### Assignment 1
Using the article on hunting rules in Alaska's national preserves, decide whether each statement agrees with it. Answer yes or no for each, and quote the deciding words. (a) The Park Service's new rule restored all of the Obama-era prohibitions on controversial sport hunting practices. (b) The state's authority extends to subsistence hunting in national preserves. (c) Jim Adams is the Alaska senior regional director of the National Parks Conservation Association.
### Assignment 2
In the article on hunting rules in Alaska's national preserves, which hunting organization intervened in the 2020 lawsuit to defend the Trump-era rule and called the new rule unjust?

### Source extract
════
Sport and subsistence hunting is permitted on national preserves in Alaska, under the Alaska National Interest Conservation Act. However, sport hunting in preserves must be conducted according to federal law.

In its new rule, the Park Service declined to restore all of the Obama-era prohibitions on controversial sport hunting practices such as killing black bear cubs, adult female bears with cubs, using artificial light at den sites and killing wolves and coyotes, including pups, during the denning season.

The Park Service said it declined to extend the new rule beyond the bear-baiting ban because some of the other prohibitions it was considering are already disallowed for sport hunters under state law.

Brown bears cavort in the water in Katmai National Park and Preserve on June 30, 2009. (Photo provided by National Park Service)

The Alaska Department of Fish and Game may allow sport hunters to use some of those practices, but it does so only sparingly, Christian said. “The state had the authority to authorize them, and when they do, it’s limited to a very small area for a short period of time,” he said.

The state’s authority does not extend to subsistence hunting in national preserves. That category of hunting is federally managed.

The new National Park Service rule was criticized by parties on both sides of the issue.

Members of the groups that sued to overturn the Trump-era rule said the new rule fell far short because it allows several controversial hunting practices to continue in the reserves.

“Stopping bear baiting in preserves is important for visitor safety and ecological health. The rest of this rule is disappointing,” Jim Adams of the National Parks Conservation Association said in a statement. Adams is the association’s Alaska senior regional director.

“In its rule, the Park Service recognizes that numerous sport hunting practices conflict with the agency’s mission — yet allows them to continue,” Adams said.

Jon Jarvis, former superintendent of Wrangell-St. Elias National Park and Preserve and a former director of the National Park Service, was also critical.

“The National Park Service has opposed the State’s unsportsmanlike predator hunting practices for many years,” Jarvis said in the National Parks Conservation Association’s statement. “These methods are in clear conflict with longstanding NPS wildlife conservation policies and mandates and are not appropriate in areas managed for future generations by the NPS. This rule is a major setback for the protection of wildlife diversity in our national preserves of Alaska.”

On the other side, Safari Club International, one of the hunting organizations that intervened in the 2020 lawsuit in defense of the Trump-era rule, characterized the new rule as unjust.
════
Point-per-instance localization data
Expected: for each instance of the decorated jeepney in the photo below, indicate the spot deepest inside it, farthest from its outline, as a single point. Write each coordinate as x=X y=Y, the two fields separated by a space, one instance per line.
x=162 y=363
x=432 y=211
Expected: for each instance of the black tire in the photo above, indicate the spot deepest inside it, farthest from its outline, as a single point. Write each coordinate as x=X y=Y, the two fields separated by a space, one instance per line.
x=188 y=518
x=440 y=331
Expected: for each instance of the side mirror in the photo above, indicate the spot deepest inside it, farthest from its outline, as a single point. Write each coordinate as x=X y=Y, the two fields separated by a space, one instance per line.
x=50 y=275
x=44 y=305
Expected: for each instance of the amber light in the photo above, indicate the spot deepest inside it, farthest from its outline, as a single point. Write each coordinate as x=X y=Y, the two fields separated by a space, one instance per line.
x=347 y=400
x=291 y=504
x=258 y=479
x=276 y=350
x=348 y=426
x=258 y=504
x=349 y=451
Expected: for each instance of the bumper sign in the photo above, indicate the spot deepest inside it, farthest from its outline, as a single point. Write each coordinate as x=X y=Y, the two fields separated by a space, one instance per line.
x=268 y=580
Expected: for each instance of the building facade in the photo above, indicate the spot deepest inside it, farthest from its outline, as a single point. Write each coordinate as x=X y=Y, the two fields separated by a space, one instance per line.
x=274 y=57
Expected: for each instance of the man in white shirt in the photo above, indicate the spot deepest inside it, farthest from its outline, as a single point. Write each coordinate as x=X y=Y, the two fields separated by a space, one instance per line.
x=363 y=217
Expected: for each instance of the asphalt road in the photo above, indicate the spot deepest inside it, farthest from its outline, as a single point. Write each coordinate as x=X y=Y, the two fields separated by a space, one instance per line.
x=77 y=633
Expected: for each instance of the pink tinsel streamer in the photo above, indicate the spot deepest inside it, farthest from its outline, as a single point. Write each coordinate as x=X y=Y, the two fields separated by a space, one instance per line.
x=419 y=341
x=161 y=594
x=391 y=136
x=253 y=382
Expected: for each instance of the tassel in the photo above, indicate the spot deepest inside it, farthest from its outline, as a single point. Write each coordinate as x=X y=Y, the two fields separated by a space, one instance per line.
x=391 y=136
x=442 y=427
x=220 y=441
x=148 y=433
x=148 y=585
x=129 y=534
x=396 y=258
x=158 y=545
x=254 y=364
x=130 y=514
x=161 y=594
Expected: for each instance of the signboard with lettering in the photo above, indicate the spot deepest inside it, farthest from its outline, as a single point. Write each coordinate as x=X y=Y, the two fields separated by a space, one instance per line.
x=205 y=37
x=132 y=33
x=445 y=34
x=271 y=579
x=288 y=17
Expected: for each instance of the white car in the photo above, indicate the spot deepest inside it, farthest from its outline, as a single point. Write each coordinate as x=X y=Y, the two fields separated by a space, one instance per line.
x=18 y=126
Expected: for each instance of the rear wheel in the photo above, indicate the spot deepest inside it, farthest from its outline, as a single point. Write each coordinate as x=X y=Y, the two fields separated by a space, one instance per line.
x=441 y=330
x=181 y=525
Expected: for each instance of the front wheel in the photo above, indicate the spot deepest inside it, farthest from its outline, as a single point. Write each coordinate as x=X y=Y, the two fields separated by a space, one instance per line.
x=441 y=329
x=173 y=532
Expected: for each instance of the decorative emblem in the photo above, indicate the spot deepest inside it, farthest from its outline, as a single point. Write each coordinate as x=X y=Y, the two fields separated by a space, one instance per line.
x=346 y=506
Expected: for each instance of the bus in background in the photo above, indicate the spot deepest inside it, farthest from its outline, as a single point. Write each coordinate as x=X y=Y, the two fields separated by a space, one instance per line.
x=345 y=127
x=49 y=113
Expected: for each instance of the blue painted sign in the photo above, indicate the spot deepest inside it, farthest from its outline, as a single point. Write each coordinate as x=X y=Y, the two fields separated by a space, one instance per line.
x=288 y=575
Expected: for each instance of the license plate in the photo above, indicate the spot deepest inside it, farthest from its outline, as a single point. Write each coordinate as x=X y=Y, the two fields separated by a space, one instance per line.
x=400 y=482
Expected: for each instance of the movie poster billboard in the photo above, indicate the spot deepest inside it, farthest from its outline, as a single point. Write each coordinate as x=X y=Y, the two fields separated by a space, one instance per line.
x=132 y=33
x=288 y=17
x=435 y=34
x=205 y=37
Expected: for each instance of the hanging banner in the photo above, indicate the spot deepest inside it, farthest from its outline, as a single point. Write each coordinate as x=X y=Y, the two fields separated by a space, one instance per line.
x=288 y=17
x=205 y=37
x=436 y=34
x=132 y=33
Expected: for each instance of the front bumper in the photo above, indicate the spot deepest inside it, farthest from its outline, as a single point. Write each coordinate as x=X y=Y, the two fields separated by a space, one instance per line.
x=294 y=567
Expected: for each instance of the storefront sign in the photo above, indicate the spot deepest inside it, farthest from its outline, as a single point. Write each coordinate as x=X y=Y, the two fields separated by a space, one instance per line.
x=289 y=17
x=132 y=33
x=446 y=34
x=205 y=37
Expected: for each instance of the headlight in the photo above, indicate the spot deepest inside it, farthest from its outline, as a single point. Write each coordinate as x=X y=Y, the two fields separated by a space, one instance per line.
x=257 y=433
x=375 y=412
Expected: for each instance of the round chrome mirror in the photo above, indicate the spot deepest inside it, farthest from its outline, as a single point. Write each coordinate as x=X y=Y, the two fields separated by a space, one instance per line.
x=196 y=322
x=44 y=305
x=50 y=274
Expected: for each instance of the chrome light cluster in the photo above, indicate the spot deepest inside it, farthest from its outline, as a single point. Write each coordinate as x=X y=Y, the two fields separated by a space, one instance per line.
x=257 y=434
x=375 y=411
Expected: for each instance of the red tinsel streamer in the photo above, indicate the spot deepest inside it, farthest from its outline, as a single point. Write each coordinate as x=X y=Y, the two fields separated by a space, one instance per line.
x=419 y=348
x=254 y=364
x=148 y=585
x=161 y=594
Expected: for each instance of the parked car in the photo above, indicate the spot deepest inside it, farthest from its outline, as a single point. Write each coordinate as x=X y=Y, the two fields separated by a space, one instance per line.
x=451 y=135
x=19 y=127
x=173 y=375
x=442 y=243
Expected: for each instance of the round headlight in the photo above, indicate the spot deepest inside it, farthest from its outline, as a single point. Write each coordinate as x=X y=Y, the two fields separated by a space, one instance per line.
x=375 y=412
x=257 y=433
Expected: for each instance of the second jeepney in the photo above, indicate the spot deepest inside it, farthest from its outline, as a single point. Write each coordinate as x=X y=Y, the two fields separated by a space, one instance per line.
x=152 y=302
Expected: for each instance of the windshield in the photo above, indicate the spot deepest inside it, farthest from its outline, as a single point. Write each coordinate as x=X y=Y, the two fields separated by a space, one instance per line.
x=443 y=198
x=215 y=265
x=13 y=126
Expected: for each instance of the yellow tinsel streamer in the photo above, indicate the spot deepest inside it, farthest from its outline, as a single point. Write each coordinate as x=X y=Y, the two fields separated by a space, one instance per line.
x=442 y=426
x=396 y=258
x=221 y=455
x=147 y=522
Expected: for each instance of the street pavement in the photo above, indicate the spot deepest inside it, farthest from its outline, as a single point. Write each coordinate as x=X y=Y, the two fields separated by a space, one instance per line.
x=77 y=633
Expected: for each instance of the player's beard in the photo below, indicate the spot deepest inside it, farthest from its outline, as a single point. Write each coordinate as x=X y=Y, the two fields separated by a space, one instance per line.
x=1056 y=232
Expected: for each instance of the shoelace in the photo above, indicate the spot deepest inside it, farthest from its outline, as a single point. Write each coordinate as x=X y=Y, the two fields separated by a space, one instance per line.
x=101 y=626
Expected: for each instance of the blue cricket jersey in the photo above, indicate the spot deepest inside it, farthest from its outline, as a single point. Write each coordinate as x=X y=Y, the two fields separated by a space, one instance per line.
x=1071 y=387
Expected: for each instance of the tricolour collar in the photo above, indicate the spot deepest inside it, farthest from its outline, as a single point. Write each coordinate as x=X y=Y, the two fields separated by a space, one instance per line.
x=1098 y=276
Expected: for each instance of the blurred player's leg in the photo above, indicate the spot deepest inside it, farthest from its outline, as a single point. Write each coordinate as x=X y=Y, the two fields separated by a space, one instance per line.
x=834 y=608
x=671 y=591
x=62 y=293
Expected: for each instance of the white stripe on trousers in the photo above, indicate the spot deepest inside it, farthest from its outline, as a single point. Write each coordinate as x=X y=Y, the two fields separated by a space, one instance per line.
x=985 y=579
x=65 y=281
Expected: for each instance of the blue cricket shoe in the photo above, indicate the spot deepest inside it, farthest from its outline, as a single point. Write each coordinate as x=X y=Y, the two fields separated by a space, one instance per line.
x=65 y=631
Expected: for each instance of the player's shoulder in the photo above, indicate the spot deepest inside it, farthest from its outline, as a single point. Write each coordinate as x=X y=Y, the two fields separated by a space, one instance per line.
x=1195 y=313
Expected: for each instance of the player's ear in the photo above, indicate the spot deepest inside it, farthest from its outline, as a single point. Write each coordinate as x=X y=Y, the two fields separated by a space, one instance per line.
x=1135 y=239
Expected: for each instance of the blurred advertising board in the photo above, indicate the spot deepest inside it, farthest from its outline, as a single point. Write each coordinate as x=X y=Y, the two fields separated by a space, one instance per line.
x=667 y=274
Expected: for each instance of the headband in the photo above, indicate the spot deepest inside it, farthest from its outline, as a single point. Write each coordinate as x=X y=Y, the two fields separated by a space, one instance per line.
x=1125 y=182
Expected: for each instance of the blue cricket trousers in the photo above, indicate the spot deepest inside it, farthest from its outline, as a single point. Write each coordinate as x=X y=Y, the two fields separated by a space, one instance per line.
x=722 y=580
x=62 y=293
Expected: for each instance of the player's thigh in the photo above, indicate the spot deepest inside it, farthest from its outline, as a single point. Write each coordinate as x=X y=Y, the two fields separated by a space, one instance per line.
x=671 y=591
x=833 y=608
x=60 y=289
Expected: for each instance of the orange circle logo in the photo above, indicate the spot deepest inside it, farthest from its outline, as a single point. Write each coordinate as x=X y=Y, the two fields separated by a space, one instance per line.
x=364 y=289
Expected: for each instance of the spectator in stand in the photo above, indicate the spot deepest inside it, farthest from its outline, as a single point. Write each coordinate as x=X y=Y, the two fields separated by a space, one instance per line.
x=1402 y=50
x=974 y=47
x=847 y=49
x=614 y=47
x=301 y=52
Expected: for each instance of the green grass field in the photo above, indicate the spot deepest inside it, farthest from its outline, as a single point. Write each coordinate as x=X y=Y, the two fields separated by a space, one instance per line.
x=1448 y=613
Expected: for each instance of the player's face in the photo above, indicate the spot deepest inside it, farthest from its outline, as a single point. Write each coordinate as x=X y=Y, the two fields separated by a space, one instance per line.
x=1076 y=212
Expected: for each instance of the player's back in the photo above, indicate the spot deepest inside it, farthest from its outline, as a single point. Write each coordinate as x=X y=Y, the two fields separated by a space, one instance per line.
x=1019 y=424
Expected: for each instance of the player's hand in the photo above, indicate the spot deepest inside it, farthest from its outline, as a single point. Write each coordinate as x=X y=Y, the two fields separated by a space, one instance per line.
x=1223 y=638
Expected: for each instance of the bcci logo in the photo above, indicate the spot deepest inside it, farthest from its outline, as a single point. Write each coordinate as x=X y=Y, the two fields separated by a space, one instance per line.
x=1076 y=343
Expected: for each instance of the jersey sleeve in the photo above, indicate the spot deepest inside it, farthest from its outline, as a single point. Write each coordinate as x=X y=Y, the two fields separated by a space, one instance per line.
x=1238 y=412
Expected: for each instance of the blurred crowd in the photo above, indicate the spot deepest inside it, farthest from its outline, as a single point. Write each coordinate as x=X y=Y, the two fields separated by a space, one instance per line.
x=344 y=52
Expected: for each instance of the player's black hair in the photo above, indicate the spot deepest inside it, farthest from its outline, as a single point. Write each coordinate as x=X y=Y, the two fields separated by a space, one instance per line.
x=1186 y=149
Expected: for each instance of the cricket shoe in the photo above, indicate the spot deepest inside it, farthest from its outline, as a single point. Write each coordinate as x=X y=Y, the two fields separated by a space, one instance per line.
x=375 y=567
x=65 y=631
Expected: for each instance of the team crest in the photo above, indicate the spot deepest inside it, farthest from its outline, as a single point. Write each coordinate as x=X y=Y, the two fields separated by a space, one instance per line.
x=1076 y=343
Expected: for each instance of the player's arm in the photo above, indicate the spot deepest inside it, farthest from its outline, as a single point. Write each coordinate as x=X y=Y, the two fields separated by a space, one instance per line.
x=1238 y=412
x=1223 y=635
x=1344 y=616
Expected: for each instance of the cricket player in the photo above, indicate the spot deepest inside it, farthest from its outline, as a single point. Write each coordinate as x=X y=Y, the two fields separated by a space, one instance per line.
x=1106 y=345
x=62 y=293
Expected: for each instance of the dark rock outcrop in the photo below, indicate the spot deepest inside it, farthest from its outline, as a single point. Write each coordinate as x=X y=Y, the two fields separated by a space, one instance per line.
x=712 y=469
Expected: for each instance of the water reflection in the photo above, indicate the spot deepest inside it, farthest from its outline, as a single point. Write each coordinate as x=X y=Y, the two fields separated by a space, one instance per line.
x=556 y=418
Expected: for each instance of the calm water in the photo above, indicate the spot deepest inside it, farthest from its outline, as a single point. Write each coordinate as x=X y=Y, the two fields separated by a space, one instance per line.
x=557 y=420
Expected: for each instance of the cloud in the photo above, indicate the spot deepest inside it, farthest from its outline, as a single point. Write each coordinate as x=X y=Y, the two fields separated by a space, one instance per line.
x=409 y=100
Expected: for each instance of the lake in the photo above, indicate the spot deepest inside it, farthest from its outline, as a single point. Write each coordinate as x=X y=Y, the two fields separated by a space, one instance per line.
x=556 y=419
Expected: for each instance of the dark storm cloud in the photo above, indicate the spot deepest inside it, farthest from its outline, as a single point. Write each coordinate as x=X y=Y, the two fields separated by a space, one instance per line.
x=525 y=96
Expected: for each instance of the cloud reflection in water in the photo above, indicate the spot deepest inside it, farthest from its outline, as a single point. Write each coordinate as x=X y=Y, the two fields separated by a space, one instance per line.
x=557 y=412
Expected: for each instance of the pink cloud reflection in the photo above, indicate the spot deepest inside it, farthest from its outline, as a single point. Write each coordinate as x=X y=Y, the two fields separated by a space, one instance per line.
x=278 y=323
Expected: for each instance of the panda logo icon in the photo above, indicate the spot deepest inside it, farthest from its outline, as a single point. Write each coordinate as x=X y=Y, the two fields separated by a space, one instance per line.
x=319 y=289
════
### Your solution 1
(a) No: "the Park Service declined to restore all of the Obama-era prohibitions on controversial sport hunting practices"
(b) No: "The state’s authority does not extend to subsistence hunting in national preserves."
(c) Yes: "Adams is the association’s Alaska senior regional director."

### Your solution 2
Safari Club International